INSTRUCTIONS
(A) Answer these questions using the passage on the egg industry.
(i) According to the passage, what drove the transformation of the egg industry?
(ii) By how much did egg prices fall?
(iii) About how many jobs does the passage say America added over the last 100 years?
(B) Render this sentence from the passage on the egg industry in Spanish: "Technology and productivity lowered costs."
(C) Carry the passage on the egg industry forward, writing the next few sentences after its final line.

SUPPLIED TEXT
As our standard of living grows, there is a relentless substitution
of this kind of labor-saving capital for labor. The amount
of worker's time that goes into an egg has fallen steadily
over time. Older technology with more workers would mean costlier
eggs.
A farmer in the 21 st
century who uses the 19 th century techniques of letting a
bunch of chickens run around in the backyard can only raise
chickens as a hobby, not as a money-maker. He can't compete
with the technology of a modern egg facility. What drove the transformation of
the egg industry and so many others like it? Competition.
The risk of being left behind and going out of business.
The transformation of
the hen house has taken away thousands of jobs that existed
or would exist if we still had a bunch of chickens running
around in lots of backyards. Was that transformation good or
bad for America? Would it have been better in 1900 or 1950
or 1980 if egg farmers had been content with the level of technology
and cost structure of the day rather than looking for ways
to always cut costs? Wouldn't it have been better to have kept
more jobs in the chicken business?
To answer those questions,
we need to ask another--who captured the gains from transforming
the hen house? We did. The rest of us--the eaters
of eggs. Technology and productivity lowered costs. That should
have raised profits for egg farmers. But it didn't. Instead, prices
fell 20-fold.
The same competition that
drove firms to innovate, also lowered prices. As one retired
veteran of the egg business once told me, the problem with
the egg business is too many eggs. Keeps the profits down.
That does make it tough on the egg farmers. But it sure is
good for the rest of us.
That process--the inexorable
search for ways to cut costs and particularly the drive to
replace expensive labor with less expensive capital is constantly
taking place around the world--from cars to electronics, from
cell phones to eggs. It would be natural to assume that this
progress must come at a terrible cost in destroyed jobs.
Ironically,
America has added about 100,000,000 jobs over the last 100
years at an almost steadily higher standard of living, year
in, year out. The cost savings from higher productivity has
allowed new products and new industries to be created with
the capital and resources freed up by the improvements in
productivity.

RAW DATA
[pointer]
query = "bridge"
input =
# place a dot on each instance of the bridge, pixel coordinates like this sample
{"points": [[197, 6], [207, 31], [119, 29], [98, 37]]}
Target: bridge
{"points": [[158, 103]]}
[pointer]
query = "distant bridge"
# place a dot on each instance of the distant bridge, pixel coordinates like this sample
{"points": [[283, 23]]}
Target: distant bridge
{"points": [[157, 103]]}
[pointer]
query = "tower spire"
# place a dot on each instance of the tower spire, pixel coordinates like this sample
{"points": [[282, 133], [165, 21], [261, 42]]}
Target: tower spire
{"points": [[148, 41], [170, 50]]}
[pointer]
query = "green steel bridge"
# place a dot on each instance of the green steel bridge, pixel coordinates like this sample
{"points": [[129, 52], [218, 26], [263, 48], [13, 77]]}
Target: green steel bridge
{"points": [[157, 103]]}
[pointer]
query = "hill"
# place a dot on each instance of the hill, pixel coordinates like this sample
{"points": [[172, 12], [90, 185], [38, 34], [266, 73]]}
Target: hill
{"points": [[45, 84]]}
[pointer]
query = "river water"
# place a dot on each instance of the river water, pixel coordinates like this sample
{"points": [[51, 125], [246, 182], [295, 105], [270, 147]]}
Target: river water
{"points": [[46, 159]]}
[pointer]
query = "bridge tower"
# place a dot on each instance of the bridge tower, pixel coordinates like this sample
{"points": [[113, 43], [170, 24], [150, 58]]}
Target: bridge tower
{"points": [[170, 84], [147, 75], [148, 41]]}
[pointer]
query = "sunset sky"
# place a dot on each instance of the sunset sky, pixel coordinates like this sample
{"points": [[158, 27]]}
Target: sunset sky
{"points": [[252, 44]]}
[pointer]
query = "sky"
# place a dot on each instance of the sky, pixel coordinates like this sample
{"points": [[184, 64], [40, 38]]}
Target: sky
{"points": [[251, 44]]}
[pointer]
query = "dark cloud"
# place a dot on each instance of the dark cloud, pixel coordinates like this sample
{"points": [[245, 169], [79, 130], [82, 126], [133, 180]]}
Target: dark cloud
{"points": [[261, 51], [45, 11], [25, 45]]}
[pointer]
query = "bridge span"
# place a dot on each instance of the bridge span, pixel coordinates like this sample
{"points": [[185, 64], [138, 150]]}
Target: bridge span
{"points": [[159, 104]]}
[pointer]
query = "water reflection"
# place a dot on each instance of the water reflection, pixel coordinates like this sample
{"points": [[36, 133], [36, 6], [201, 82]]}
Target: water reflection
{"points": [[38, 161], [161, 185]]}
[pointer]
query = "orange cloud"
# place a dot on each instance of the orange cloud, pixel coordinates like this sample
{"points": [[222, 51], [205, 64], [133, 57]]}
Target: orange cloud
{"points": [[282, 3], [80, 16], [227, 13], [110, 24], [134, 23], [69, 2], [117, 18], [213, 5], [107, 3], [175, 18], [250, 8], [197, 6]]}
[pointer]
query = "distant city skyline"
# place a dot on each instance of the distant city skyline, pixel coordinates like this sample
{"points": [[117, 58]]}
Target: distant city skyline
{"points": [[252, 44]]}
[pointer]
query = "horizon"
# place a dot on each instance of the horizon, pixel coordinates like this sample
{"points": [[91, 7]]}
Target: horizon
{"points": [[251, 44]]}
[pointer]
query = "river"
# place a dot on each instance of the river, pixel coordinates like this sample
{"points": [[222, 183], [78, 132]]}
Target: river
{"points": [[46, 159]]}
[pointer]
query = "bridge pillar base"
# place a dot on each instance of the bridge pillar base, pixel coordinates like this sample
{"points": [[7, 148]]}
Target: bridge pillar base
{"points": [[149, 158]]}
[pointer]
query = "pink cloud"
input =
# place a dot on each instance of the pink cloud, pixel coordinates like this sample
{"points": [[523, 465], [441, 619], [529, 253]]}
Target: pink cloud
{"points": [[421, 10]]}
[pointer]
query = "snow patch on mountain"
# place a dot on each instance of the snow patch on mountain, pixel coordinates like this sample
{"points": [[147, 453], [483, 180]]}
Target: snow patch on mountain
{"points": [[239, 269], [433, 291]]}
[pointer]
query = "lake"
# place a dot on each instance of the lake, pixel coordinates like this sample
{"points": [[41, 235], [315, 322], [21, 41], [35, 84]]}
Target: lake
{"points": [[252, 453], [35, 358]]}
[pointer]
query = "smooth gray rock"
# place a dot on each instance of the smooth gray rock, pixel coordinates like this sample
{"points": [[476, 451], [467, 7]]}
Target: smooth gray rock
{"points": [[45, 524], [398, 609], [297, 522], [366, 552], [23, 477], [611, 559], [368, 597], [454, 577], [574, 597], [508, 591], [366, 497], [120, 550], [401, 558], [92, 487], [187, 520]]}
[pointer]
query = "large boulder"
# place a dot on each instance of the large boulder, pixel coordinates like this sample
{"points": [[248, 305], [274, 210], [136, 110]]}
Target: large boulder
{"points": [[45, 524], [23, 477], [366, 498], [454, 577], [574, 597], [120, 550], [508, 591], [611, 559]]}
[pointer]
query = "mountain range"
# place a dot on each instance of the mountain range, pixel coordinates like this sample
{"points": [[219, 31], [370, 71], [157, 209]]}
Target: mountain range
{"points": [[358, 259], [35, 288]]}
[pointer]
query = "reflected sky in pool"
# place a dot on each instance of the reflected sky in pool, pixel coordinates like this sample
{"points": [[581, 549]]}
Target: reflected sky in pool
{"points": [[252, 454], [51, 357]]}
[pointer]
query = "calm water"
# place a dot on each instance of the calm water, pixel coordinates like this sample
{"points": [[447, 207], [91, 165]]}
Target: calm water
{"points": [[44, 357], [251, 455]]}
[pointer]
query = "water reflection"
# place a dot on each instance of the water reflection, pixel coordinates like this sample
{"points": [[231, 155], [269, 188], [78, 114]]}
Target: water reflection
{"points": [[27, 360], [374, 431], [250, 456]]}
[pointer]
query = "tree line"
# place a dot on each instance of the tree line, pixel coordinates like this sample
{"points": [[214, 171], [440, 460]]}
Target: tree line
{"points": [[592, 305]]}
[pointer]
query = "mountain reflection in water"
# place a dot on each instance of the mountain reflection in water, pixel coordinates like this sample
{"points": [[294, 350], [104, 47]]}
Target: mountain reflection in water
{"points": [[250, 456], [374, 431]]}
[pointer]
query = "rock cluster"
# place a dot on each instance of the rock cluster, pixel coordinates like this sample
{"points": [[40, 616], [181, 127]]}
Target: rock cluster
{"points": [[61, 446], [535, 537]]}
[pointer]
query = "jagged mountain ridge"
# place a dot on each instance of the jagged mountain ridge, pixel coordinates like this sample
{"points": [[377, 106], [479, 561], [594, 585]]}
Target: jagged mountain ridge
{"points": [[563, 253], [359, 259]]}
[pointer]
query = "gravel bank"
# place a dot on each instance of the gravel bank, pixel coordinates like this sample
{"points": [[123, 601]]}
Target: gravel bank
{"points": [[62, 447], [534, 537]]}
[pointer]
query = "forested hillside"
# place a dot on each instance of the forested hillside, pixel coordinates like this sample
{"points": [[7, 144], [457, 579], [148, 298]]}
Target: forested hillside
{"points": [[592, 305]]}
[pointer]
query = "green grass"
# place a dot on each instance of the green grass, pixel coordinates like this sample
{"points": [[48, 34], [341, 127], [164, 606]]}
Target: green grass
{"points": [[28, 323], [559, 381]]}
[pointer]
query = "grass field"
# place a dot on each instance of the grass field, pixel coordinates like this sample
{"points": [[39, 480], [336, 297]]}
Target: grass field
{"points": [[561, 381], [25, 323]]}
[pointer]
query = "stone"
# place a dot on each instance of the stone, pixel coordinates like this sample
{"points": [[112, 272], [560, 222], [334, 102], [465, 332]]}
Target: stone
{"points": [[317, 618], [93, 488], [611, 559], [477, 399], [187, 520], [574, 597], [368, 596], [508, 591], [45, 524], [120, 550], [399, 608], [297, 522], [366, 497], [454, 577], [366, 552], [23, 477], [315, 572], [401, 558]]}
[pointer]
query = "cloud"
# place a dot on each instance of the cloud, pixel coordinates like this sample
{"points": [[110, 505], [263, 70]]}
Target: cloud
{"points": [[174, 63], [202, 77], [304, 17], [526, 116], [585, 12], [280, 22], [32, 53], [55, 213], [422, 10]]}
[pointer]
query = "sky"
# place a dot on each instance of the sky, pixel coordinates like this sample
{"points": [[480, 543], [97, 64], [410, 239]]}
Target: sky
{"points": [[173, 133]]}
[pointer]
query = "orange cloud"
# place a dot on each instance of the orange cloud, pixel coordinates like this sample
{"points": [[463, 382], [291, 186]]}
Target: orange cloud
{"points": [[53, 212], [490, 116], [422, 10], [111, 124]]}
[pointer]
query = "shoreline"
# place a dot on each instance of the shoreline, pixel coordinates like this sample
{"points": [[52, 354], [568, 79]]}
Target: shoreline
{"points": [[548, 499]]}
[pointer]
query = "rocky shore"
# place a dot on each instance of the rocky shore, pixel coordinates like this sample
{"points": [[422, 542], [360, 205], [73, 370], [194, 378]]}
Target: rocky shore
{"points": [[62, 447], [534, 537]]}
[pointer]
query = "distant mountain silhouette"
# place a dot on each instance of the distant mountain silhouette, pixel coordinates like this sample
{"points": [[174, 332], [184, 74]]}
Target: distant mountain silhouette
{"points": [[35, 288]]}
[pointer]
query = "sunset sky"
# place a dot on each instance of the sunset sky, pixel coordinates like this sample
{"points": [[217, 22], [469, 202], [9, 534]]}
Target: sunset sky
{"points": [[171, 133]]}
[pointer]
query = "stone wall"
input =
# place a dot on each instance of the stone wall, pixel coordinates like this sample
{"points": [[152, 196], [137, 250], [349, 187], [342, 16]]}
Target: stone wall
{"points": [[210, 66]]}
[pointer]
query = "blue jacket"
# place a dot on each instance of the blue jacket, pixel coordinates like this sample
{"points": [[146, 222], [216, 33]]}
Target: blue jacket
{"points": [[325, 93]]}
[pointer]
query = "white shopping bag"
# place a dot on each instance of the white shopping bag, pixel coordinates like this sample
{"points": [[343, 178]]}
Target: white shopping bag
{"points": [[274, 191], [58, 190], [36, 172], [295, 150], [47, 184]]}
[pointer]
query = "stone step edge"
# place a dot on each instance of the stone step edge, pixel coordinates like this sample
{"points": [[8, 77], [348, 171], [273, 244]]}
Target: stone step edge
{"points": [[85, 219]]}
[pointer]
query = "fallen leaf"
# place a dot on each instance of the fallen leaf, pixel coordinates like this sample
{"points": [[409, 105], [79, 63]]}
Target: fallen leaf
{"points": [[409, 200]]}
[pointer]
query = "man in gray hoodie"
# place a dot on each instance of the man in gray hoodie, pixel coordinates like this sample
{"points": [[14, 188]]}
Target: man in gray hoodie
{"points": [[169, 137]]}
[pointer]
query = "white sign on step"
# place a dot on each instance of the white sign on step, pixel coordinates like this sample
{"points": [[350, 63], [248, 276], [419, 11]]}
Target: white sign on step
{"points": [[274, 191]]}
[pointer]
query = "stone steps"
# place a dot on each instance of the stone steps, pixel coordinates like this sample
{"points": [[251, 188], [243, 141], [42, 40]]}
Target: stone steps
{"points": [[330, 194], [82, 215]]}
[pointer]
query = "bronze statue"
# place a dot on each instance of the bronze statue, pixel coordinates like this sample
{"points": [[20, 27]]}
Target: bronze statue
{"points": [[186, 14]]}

* * *

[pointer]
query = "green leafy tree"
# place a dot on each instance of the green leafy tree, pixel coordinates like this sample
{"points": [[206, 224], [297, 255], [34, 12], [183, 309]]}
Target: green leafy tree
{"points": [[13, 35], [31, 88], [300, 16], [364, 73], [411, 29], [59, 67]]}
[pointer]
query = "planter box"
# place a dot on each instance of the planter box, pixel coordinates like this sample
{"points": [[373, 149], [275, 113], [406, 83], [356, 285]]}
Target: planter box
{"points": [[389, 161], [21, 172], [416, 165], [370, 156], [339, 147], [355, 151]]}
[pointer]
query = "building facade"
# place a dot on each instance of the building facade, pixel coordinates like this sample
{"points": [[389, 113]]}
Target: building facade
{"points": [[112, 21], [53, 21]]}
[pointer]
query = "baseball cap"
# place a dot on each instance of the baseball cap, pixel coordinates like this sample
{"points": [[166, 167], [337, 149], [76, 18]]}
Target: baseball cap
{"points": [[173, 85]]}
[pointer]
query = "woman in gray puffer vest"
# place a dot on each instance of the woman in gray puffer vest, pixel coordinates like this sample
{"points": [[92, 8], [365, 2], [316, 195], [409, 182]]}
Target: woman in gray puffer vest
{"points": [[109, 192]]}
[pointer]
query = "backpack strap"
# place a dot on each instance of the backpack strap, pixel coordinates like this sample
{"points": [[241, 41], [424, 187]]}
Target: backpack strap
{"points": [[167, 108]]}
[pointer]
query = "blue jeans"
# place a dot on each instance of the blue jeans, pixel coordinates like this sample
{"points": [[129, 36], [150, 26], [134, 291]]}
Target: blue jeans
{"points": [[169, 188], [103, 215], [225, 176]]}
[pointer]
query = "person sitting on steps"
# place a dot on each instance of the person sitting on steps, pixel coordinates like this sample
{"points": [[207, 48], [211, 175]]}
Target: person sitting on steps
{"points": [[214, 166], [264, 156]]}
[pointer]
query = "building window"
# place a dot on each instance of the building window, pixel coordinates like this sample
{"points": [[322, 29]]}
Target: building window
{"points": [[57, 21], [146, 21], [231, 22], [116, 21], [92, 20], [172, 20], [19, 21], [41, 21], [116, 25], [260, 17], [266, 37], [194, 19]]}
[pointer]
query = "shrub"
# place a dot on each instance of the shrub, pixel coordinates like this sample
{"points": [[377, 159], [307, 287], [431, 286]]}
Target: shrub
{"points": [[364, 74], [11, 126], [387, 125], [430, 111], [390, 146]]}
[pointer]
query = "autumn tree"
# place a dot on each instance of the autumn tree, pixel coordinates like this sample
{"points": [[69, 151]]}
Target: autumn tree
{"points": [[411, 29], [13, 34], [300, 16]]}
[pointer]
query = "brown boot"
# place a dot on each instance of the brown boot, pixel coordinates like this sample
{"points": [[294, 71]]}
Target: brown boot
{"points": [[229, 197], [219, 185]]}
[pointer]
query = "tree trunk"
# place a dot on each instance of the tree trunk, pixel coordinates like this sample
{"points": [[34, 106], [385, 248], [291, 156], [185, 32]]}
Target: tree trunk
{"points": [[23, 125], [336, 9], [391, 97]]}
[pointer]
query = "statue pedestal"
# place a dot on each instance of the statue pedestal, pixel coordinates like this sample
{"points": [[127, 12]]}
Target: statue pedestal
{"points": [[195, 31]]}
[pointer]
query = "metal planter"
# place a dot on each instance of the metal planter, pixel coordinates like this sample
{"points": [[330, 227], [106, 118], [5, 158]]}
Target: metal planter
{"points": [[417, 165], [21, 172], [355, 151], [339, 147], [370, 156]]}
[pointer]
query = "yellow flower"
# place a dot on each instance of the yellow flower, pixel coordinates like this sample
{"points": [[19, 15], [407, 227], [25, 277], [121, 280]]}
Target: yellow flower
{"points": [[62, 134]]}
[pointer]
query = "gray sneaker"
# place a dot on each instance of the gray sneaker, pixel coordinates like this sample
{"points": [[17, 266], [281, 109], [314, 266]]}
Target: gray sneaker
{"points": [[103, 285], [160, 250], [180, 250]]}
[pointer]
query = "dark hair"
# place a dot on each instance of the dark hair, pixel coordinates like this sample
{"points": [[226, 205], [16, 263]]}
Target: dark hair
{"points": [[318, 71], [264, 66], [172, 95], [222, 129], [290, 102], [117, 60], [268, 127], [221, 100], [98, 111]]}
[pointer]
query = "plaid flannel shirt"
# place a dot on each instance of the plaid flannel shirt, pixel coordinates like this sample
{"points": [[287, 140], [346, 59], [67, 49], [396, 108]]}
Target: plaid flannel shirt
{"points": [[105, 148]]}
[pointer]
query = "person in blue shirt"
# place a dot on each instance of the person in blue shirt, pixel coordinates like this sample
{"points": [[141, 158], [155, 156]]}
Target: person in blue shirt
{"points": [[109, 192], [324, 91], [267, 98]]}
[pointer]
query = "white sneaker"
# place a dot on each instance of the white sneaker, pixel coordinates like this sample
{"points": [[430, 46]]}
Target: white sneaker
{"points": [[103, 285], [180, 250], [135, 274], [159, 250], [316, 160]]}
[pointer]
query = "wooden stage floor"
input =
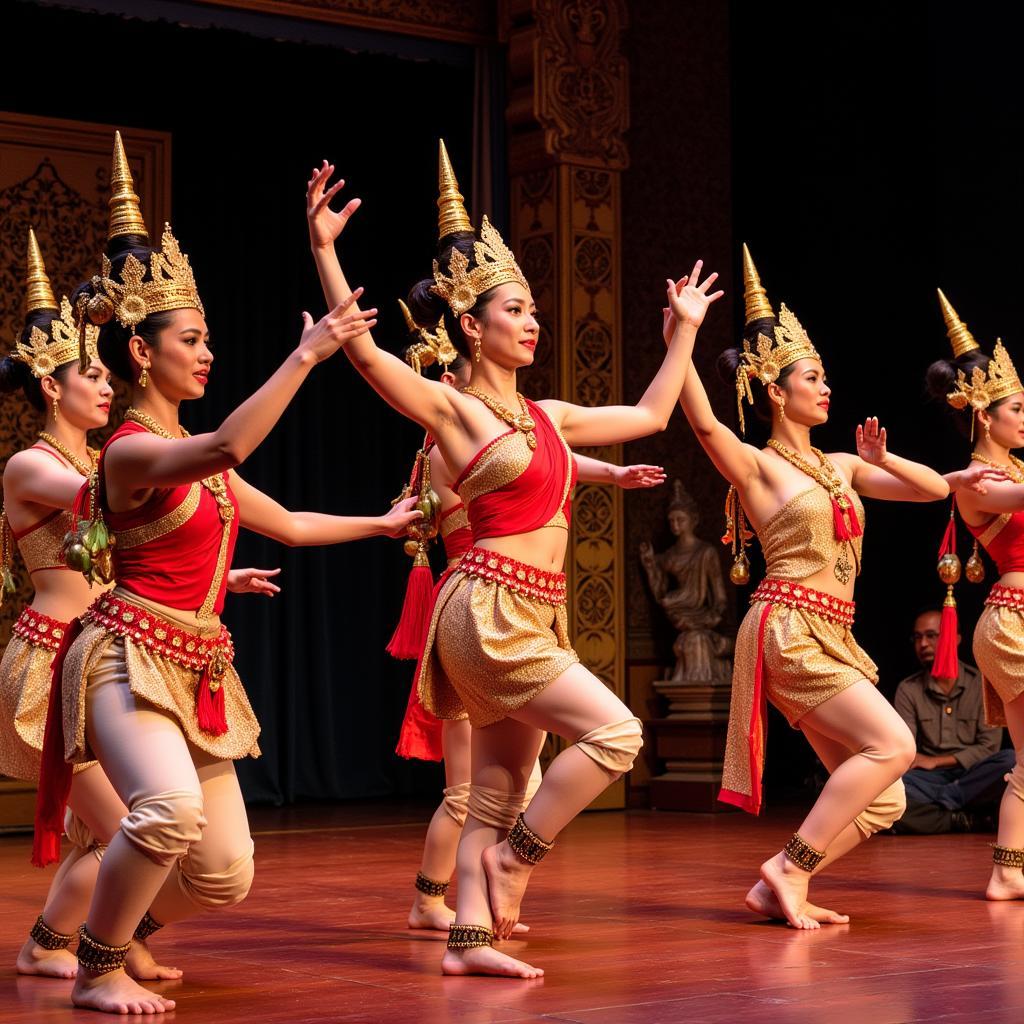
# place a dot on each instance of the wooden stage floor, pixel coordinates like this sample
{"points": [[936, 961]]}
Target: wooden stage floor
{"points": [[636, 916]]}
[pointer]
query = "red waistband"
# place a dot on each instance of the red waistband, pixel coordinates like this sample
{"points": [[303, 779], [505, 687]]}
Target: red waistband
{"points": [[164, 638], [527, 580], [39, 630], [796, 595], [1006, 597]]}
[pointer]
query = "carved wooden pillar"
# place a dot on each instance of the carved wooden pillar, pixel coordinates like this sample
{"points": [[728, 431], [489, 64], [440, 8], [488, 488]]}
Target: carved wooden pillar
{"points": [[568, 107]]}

PER-TASK ANSWERS
(A)
(i) Competition, meaning the risk of being left behind and going out of business.
(ii) They fell 20-fold.
(iii) About 100,000,000.

(B) La tecnología y la productividad redujeron los costos.

(C)
The latest manifestation
of this drive for lower costs is outsourcing, the use by multinational
corporations of skilled, but lower-wage labor in countries
such as India and Ireland. This phenomenon is no different
than a worker losing a job to an immigrant. It's no different
from a worker losing a job to a new technology. There are a
lot of ways to cut costs. All of them lead to wealth eventually.
In dynamic economies, that wealth is shared in the form of
lower prices. But those innovations lead to unemployment in
the short-run. Should a society tolerate this unemployment?
How can a worker protect himself or herself from these challenges?
The human cost of unemployment depends on the vitality of the
labor market.
Every three months, the
American economy loses between 7 and 9 million jobs through
firms downsizing or going out of business. That's about 6%
of all the jobs in the economy. But incredibly, the American
economy creates between 7 and 9 million jobs every three months.
And until the recession
of 2001, the American economy steadily created more jobs
than it lost. So unemployment is relatively short-lived
compared to less dynamic economies such as Europe's where job
growth is flat.
What's the difference
between America's job market and Europe's? Most European
countries make it expensive to fire workers and downsize.
That's good for workers--their jobs are safer.
But that security
comes at a cost--fewer jobs get created. Creating a job
is much riskier in Europe because a mistake comes dear. As
a result, Europe has a much higher unemployment rate. The best
way for workers to cope with the risks of unemployment is to
have flexible skills and education. Workers in dynamic economies
have to keep learning and investing in knowledge. It
is important to remember that the world
tomorrow need not be like the world today.
That makes for a challenging environment.
It comes at a cost. But the benefit is a rising standard of living
and the advances in health and well-being in the countries that
have embraced the dynamic competition of the global economy.